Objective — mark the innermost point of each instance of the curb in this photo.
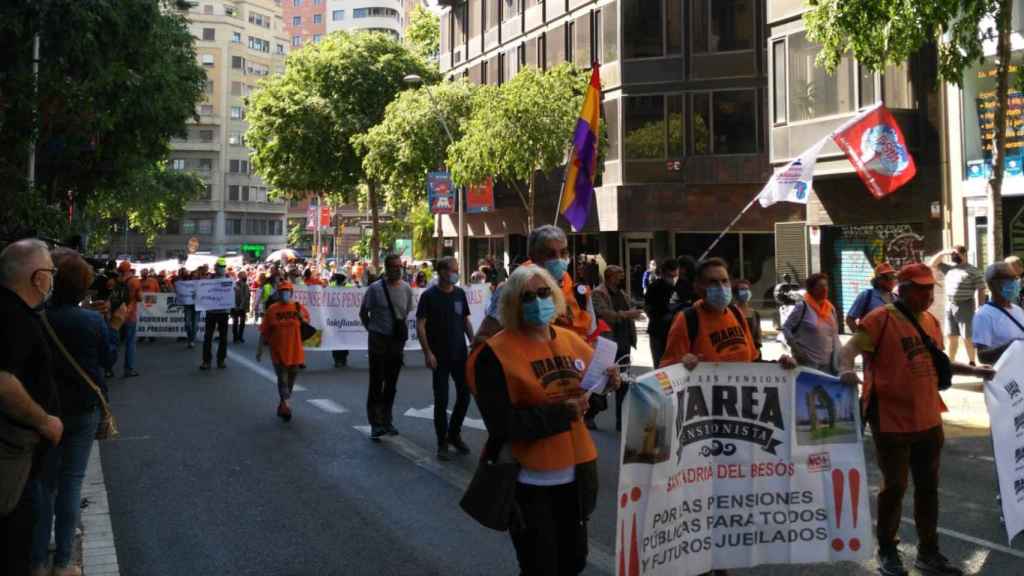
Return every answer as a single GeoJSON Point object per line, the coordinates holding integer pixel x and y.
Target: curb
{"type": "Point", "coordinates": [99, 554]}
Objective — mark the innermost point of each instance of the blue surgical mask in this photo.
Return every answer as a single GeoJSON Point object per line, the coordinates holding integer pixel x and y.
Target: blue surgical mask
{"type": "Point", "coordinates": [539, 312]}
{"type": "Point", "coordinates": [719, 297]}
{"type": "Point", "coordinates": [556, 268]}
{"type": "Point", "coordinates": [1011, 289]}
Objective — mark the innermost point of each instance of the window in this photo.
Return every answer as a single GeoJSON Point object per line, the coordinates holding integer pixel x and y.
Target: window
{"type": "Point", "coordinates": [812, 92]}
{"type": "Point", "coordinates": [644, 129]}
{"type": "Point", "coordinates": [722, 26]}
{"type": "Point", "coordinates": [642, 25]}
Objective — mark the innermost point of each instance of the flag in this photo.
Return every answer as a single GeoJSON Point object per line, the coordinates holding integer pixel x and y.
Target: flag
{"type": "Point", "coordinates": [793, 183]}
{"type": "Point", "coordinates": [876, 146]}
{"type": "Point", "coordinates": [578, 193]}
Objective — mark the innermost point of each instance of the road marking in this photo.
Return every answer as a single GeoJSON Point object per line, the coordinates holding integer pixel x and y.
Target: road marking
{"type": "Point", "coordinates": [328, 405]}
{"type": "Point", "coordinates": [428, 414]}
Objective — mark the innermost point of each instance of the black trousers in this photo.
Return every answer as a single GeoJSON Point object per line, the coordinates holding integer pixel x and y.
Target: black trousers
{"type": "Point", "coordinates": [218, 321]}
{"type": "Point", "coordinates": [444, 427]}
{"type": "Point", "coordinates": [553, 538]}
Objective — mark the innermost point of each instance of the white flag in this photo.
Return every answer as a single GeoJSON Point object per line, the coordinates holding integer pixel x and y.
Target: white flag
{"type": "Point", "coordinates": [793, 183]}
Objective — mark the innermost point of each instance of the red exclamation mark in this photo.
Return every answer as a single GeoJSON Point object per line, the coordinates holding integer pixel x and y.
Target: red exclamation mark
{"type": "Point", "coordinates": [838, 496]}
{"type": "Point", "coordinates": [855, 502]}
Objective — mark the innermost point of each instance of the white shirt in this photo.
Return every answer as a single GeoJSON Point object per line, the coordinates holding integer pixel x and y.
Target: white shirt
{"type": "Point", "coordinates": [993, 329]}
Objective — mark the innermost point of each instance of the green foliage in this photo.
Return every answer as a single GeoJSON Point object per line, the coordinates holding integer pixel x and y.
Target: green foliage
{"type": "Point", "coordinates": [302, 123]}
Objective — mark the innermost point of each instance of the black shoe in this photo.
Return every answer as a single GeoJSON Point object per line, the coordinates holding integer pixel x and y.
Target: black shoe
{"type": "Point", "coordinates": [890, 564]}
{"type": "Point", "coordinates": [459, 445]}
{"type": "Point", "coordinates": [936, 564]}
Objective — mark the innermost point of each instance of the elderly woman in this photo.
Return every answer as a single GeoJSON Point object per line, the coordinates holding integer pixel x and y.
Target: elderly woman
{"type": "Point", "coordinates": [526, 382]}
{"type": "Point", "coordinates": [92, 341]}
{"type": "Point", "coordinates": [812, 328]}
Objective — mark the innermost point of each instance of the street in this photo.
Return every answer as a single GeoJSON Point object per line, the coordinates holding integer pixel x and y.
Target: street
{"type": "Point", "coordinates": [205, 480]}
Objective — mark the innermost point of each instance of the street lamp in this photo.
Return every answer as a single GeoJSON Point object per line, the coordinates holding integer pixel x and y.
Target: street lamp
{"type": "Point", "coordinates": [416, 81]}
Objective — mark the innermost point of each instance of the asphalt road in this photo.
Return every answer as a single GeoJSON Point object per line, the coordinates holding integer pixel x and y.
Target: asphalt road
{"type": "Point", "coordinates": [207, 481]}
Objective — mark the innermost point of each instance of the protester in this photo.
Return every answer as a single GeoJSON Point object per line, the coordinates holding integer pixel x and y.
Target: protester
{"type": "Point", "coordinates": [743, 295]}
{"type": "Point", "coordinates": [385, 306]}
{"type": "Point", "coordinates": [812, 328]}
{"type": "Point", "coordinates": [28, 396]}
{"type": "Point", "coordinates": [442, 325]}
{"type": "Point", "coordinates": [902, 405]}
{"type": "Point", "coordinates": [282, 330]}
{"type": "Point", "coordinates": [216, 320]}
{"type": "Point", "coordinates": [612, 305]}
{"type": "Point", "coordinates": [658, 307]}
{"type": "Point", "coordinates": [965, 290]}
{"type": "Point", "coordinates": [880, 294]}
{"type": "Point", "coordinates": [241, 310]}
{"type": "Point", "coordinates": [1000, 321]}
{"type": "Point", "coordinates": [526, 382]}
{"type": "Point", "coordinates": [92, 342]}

+-------+

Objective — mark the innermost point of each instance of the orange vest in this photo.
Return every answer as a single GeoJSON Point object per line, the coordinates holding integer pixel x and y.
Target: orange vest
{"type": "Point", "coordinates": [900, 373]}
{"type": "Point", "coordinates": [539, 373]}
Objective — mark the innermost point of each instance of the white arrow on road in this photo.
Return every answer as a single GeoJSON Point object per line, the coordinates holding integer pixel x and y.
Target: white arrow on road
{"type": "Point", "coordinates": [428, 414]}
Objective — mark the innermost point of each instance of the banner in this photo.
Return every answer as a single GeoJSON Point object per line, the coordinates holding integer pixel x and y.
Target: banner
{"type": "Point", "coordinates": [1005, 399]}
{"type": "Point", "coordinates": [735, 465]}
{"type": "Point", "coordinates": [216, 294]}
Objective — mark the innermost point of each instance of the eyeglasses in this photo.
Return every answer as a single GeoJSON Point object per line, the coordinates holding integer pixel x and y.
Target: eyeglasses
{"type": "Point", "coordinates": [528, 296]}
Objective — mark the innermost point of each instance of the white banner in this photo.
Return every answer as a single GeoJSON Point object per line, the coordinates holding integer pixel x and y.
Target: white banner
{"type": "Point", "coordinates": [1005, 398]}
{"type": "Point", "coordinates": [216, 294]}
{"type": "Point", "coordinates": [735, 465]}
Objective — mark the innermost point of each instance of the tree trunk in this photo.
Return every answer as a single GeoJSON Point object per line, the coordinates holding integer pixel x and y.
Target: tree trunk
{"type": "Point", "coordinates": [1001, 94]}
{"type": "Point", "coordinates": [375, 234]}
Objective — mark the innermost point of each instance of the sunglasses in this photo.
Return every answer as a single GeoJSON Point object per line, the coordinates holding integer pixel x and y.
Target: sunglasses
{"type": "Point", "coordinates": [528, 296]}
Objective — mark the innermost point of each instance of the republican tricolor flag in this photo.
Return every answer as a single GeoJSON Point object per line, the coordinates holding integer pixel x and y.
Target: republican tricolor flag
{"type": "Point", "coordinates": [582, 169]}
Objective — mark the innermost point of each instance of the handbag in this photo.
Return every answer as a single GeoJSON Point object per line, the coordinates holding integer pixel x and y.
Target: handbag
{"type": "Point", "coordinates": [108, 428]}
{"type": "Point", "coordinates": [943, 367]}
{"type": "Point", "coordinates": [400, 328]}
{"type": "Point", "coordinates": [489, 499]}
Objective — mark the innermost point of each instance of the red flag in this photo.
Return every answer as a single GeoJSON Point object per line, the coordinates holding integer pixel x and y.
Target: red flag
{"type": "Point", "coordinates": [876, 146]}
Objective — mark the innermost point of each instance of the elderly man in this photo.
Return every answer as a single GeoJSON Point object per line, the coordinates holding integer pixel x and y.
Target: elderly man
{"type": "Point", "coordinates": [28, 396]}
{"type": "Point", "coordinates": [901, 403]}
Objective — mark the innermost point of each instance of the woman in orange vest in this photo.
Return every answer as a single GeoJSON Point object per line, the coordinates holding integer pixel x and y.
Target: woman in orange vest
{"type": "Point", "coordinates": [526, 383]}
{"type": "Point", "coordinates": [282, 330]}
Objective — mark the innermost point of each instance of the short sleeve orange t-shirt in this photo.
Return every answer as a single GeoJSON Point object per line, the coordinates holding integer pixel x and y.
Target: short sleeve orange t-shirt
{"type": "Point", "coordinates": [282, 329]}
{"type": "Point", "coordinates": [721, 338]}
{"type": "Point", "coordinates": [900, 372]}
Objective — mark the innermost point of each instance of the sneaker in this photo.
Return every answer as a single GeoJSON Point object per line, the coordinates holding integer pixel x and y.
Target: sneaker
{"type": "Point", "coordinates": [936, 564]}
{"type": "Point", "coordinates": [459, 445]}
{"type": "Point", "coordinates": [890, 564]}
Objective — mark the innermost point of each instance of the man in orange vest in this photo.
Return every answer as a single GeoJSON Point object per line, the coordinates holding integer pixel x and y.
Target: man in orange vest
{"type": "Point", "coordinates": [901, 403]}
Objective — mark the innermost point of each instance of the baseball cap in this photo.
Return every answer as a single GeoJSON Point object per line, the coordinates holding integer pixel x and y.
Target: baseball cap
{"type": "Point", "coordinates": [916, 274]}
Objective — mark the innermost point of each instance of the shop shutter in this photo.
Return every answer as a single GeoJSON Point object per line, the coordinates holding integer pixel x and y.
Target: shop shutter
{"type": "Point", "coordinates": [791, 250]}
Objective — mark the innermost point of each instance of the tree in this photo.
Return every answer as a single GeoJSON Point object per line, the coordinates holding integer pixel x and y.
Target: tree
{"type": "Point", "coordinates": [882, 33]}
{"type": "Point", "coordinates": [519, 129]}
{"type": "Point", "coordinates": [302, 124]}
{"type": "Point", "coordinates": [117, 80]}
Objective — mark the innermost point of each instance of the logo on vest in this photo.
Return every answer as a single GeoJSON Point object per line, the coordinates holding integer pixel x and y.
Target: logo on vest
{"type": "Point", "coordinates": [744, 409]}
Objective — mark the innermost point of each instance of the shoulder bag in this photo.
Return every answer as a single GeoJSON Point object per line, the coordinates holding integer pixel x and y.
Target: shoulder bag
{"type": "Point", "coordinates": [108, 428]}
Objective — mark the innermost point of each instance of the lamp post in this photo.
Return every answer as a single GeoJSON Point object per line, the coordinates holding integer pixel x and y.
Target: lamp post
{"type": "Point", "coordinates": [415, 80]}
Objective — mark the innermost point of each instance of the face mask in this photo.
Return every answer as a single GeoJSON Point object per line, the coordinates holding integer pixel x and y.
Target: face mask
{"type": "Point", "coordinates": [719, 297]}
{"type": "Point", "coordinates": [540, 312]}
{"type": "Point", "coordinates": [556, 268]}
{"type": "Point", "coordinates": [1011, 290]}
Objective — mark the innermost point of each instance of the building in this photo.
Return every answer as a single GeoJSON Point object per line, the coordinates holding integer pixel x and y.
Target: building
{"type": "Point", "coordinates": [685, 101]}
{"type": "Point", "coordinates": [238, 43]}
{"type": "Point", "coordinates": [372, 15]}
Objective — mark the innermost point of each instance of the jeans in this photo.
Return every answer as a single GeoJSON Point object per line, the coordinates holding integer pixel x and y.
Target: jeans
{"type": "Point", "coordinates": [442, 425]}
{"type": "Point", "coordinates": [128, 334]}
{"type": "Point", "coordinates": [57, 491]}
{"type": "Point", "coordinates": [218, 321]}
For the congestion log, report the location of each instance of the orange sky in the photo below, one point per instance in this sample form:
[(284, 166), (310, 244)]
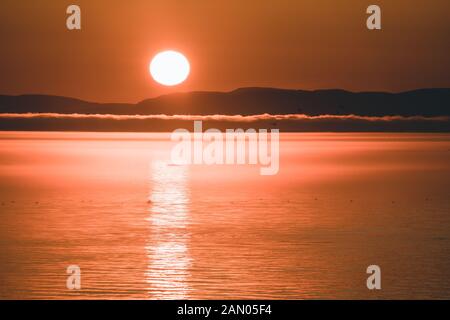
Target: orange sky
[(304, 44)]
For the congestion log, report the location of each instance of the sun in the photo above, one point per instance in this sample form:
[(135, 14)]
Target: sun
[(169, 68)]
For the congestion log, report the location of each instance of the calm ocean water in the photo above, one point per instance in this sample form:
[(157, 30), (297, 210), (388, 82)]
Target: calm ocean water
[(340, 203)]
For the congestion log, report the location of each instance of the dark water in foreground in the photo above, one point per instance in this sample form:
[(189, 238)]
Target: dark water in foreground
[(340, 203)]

+-------+

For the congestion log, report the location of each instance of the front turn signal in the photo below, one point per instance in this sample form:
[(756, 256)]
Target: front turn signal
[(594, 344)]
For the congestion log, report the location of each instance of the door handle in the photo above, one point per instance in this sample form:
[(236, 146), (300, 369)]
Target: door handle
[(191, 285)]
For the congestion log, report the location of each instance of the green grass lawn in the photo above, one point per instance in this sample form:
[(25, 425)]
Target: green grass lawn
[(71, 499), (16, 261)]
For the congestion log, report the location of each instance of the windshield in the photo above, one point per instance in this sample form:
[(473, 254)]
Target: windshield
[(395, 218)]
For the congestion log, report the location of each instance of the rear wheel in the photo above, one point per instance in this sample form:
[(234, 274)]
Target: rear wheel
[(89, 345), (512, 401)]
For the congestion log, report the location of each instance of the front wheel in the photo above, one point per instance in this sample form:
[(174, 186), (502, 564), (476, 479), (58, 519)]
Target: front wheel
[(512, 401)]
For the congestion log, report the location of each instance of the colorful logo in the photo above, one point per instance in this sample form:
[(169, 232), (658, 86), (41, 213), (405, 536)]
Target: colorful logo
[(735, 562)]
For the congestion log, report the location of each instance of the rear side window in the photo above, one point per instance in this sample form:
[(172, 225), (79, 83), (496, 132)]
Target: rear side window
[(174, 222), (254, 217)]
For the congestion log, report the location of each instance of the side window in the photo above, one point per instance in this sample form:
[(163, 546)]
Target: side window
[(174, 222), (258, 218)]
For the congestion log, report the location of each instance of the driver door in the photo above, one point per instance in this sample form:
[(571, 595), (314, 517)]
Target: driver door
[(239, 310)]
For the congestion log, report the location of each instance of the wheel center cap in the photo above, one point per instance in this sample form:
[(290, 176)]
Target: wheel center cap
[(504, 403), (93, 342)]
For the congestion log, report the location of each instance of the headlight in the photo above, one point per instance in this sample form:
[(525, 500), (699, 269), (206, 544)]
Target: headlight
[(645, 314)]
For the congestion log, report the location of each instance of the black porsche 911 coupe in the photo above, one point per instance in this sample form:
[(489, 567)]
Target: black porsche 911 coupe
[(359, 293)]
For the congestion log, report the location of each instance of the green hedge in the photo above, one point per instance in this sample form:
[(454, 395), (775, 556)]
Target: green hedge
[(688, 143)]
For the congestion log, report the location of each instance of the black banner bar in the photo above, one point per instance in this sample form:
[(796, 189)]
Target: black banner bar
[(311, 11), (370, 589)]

+-------+

Identify all lines in the records above with the word "below".

▶ [Result of this task]
For the congestion log, report the location of each instance of the orange sky in the photo below, one point per instance in this sample form:
For the congestion log, report the location of each instance of the front turn signal in the photo below, one point per instance in this sample form:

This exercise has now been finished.